- Document text -
* * * * * * *

# Boxes



## mpmitche (Apr 2, 2010)

I recently went to a fundraiser for the arts at an art gallery. In the gallery they were selling boxes that were crudely made of wood. Butt Joints mostly with wood that I thought was way too thick for the size of the box. One had a wave cut lid and when I looked at the underside it had been crudley chiseled out and never refined. Am I missing something about art? They were asking 30 - 60 dollors for these and I can not for the life of me understand anyone paying that. If so I think I will go into mass production? Anyone out there have experiance with this kind of thing?


----------



## wseand (Jan 27, 2010)

I never try to understand art, it is way to subjective for me, you either like it or hate it. Maybe it was some sort of new artistry or they were just trying to get new artists a little exposure while making some money for their cause. If you paid what is was worth they certainly wouldn't be making very much.


----------



## TopamaxSurvivor (May 2, 2008)

Did they sell any?


----------



## greasemonkeyredneck (Aug 14, 2010)

"Art" is a term that is used kind of loosely in my opinion. Of course I have seen pieces of "art" that were carefully crafted by talented hands that had so much care and passion in it that it was probably pure hell for the "artist" to put a price on.
Then I've seen a for (just one example) piece at a craft show that made me scratch my head in wonderment. It was a board about a foot square, with about five hundred nails driven halfway through it and then framed so that it was basically a picture of a flat surface made up of nail heads. The piece cost three hundred bucks, because it was "art". My nine year old son does this anytime I allow him to waste enough nails. So I guess that under my roof lives an "artist".


----------



## mpmitche (Apr 2, 2010)

I don't know if the sold anything; none while I was there but who knows. I think good craftsmanship is a form of art, what I can't understand is why good craftsmanship is called "expensive" and people go to Ikea but art like this is poor craftsmanship and no one dares say so.


----------

* * * * * * *

- Record set -
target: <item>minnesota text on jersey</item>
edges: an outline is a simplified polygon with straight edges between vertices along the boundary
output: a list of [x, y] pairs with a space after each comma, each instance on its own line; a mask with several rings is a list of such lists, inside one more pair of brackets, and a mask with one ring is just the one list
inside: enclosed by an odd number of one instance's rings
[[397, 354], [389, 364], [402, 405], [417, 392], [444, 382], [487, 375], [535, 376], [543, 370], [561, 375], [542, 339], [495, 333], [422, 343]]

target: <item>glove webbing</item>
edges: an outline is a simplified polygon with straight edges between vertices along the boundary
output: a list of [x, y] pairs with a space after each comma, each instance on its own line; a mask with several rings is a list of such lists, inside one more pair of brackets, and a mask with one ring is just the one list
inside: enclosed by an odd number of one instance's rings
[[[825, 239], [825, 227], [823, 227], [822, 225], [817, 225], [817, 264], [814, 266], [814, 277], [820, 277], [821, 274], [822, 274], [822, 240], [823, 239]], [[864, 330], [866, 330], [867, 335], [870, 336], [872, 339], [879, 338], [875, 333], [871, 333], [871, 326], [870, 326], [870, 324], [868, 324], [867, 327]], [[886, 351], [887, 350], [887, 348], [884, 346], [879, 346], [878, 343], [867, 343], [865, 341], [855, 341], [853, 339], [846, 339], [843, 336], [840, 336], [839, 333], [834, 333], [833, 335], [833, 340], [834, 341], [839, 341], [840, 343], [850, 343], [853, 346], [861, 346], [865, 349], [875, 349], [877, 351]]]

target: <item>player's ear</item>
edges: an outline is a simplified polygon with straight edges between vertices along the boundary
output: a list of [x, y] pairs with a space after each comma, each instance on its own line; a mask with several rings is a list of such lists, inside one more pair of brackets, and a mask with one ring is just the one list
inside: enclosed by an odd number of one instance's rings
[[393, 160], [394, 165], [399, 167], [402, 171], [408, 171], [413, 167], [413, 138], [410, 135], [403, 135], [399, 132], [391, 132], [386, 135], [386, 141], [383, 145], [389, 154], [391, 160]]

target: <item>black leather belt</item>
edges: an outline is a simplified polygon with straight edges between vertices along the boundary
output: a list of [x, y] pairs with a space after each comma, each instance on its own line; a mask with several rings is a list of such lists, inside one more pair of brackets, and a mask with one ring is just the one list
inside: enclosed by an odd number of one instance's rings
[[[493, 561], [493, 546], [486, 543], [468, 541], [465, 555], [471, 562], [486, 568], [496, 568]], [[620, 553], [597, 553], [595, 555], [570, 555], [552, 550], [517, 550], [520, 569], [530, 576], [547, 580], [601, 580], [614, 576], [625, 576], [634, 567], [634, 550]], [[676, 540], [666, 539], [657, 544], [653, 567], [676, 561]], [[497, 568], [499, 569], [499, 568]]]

* * * * * * *

- Tasks -
1 – Could you repeat, word for word, the part of the thread about the wooden boxes starting with "I don't know" and going on through "dares say so."?
2 – Can you reproduce the listing word for word, starting with its first line and going on through the line with "333], [422, 343]]", including that line?

- Responses for each task -
1 –
I don't know if the sold anything; none while I was there but who knows. I think good craftsmanship is a form of art, what I can't understand is why good craftsmanship is called "expensive" and people go to Ikea but art like this is poor craftsmanship and no one dares say so.

2 –
target: <item>minnesota text on jersey</item>
edges: an outline is a simplified polygon with straight edges between vertices along the boundary
output: a list of [x, y] pairs with a space after each comma, each instance on its own line; a mask with several rings is a list of such lists, inside one more pair of brackets, and a mask with one ring is just the one list
inside: enclosed by an odd number of one instance's rings
[[397, 354], [389, 364], [402, 405], [417, 392], [444, 382], [487, 375], [535, 376], [543, 370], [561, 375], [542, 339], [495, 333], [422, 343]]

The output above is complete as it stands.